*Exercise details:* Exactly as written, set down the lines from the top of the entries through the line bearing "Target: weathered stone", with every picture left out.

Referring expression data
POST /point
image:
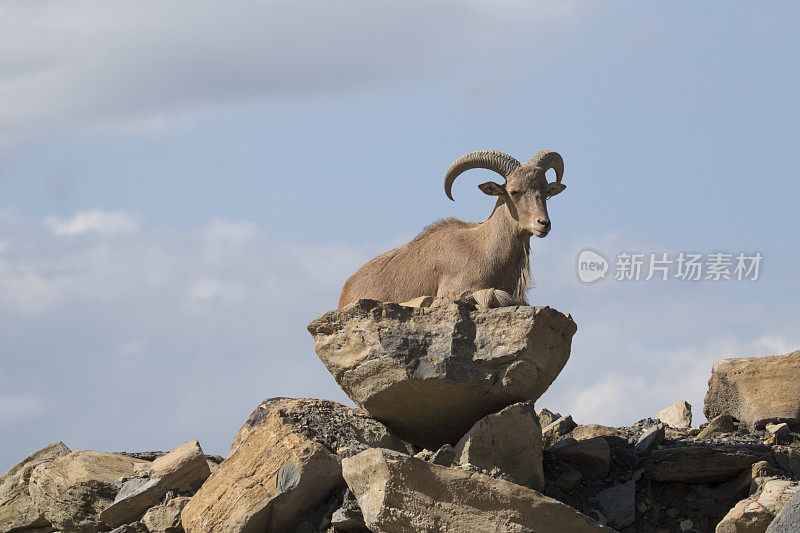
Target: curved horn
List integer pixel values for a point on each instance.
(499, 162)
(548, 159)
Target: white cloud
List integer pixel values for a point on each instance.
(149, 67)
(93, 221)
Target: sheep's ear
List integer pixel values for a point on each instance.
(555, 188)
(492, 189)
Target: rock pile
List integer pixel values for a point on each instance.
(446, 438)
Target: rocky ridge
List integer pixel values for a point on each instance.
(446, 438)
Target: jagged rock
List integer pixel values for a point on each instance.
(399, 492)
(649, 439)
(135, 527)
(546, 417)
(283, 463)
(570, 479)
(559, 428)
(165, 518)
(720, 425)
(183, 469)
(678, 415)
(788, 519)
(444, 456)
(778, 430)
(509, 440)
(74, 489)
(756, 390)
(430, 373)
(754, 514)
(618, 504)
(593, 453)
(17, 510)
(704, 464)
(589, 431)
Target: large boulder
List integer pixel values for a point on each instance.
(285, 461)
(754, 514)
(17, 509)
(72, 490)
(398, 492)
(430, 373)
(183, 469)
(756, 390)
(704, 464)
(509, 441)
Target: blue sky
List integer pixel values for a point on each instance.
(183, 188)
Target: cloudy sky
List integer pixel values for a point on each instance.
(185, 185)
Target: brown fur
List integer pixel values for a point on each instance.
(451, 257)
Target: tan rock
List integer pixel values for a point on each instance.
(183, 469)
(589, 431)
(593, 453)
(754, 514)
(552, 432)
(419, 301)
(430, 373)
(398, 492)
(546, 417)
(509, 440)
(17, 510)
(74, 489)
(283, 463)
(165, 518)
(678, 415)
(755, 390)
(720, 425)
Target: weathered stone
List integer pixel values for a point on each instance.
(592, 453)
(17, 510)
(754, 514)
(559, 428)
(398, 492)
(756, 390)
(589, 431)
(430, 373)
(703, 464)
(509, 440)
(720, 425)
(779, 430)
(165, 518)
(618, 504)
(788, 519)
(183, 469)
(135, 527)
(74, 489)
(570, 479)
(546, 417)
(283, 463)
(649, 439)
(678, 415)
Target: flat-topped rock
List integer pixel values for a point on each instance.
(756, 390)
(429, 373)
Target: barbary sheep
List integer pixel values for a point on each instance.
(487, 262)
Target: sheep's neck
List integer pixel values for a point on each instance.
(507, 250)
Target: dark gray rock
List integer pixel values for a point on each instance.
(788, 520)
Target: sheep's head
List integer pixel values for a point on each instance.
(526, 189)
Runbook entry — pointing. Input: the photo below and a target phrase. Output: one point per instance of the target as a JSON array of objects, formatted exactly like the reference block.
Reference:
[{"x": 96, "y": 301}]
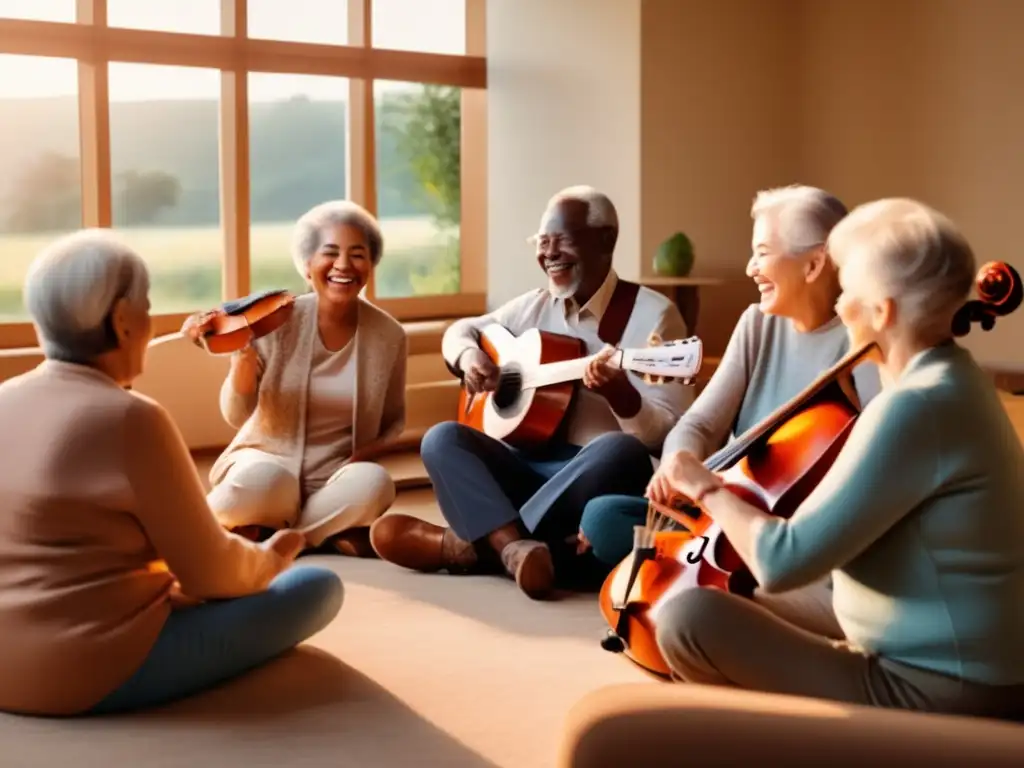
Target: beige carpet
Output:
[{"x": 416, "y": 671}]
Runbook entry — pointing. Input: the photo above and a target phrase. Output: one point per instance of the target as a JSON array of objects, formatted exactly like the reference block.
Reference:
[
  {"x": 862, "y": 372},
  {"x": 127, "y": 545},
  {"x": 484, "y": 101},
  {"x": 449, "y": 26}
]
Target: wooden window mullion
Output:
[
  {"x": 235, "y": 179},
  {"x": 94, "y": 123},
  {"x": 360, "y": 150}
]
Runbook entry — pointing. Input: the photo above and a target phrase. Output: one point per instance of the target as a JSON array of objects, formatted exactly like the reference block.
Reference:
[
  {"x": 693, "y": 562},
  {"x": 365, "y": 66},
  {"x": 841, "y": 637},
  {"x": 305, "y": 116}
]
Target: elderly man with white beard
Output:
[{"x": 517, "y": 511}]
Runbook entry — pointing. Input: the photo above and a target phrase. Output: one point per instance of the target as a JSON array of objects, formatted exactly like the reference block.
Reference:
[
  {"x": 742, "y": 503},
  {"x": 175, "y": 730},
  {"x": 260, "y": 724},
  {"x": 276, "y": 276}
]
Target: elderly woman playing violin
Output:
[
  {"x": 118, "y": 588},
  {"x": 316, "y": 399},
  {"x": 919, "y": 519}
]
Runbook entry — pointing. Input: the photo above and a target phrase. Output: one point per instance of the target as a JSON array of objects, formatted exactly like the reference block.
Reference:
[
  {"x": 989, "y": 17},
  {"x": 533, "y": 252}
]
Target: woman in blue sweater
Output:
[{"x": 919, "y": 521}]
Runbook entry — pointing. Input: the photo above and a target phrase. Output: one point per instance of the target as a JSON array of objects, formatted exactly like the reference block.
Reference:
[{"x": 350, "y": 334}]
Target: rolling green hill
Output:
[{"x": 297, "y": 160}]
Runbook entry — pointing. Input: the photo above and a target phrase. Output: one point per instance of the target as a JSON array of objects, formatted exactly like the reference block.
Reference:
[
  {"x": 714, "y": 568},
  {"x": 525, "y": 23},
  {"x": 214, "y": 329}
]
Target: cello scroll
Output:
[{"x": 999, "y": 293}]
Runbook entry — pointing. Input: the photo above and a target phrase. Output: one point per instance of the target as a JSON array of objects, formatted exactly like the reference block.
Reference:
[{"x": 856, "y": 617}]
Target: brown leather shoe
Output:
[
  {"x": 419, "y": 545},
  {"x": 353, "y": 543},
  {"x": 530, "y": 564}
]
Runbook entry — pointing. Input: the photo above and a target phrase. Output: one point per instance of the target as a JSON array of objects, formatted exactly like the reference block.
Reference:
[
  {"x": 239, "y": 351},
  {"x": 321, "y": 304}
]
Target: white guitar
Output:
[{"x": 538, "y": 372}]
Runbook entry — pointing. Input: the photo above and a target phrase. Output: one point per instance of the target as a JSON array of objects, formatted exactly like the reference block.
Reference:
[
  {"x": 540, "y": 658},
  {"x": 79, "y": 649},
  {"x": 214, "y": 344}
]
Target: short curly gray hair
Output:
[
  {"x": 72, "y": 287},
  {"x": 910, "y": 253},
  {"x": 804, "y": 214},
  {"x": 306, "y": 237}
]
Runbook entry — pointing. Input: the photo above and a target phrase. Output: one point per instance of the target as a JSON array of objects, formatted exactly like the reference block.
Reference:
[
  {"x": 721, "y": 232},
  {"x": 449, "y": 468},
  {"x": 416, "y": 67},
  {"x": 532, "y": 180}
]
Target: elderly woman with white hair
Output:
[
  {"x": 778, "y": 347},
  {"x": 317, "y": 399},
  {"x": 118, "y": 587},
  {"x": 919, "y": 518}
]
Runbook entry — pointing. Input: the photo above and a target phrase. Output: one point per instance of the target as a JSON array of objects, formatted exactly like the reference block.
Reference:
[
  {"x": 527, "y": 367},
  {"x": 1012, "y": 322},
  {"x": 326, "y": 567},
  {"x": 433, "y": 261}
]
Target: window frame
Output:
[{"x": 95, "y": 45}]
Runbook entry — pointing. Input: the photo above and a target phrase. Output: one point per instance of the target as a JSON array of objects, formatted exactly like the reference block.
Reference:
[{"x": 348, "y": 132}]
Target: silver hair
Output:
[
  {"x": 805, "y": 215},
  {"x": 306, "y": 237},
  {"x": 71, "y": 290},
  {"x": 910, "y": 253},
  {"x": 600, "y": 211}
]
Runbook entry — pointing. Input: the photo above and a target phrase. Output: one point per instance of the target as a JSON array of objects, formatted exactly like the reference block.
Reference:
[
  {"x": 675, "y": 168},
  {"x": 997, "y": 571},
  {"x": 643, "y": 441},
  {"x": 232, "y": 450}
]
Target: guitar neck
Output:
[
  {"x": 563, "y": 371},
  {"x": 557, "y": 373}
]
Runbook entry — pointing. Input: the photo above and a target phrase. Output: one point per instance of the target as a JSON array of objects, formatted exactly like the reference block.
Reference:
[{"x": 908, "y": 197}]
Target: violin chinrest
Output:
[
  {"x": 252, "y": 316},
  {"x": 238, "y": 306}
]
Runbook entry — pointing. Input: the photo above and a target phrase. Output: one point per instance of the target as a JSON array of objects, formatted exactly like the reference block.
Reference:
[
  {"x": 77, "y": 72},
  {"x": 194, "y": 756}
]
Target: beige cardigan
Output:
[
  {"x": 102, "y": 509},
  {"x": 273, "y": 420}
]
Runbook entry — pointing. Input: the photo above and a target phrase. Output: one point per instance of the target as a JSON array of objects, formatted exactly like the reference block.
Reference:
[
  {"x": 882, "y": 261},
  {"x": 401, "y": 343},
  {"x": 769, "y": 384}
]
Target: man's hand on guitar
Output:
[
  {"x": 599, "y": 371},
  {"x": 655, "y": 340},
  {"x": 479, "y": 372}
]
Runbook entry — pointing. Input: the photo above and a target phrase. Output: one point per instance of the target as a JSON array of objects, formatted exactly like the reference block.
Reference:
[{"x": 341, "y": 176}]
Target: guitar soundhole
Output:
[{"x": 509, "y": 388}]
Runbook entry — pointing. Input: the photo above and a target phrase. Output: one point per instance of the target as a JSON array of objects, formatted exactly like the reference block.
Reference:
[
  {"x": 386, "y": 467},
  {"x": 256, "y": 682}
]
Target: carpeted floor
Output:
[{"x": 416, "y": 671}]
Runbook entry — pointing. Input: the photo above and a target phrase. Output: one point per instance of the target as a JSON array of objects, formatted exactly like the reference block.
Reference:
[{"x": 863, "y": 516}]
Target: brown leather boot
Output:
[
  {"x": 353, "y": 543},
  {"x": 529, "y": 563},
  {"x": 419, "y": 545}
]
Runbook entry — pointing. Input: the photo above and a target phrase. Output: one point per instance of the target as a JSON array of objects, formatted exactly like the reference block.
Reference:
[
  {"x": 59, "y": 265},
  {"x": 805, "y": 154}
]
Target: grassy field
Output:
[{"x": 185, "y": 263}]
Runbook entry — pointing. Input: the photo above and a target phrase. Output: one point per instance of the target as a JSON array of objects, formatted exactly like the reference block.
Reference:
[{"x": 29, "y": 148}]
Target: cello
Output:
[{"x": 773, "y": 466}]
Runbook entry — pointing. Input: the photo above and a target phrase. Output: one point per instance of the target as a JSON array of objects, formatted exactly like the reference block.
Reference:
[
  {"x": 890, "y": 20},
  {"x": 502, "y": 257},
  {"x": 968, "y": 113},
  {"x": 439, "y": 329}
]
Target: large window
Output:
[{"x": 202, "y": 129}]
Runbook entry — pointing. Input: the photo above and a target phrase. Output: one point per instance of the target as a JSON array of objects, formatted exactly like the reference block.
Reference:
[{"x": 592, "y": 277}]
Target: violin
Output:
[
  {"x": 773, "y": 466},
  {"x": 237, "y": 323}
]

*Response box:*
POST /point
image:
Target: curved horn
List integer pixel values for a point on each instance.
(499, 162)
(548, 159)
Target: white cloud
List integer pixel values for a point on each instance.
(149, 67)
(93, 221)
Target: sheep's ear
List integer pixel values for a point on each instance.
(555, 188)
(492, 189)
Target: rock pile
List integer pixel values for a point on each instance.
(446, 438)
Target: rocky ridge
List integer pixel values for a point on each instance.
(446, 438)
Target: jagged rock
List integer pixel values for a point on each instance.
(399, 492)
(649, 439)
(135, 527)
(546, 417)
(283, 463)
(570, 479)
(559, 428)
(165, 518)
(720, 425)
(183, 469)
(678, 415)
(788, 519)
(444, 456)
(778, 430)
(509, 440)
(74, 489)
(756, 390)
(430, 373)
(754, 514)
(618, 504)
(593, 453)
(17, 510)
(704, 464)
(589, 431)
Target: large boulder
List integer pixel values for a point on each instance.
(285, 461)
(754, 514)
(17, 509)
(72, 490)
(398, 492)
(430, 373)
(183, 469)
(756, 390)
(704, 464)
(509, 441)
Target: blue sky
List integer pixel values for a point on each instance.
(183, 188)
Target: cloudy sky
List integer pixel values for a point on each instance.
(185, 185)
Target: brown fur
List integer pixel values for a point on each instance.
(451, 257)
Target: tan rock
List integer pixel values for a point on each instance.
(183, 469)
(589, 431)
(593, 453)
(754, 514)
(552, 432)
(419, 301)
(430, 373)
(398, 492)
(546, 417)
(509, 440)
(17, 510)
(74, 489)
(283, 463)
(165, 518)
(678, 415)
(755, 390)
(720, 425)
Target: weathered stone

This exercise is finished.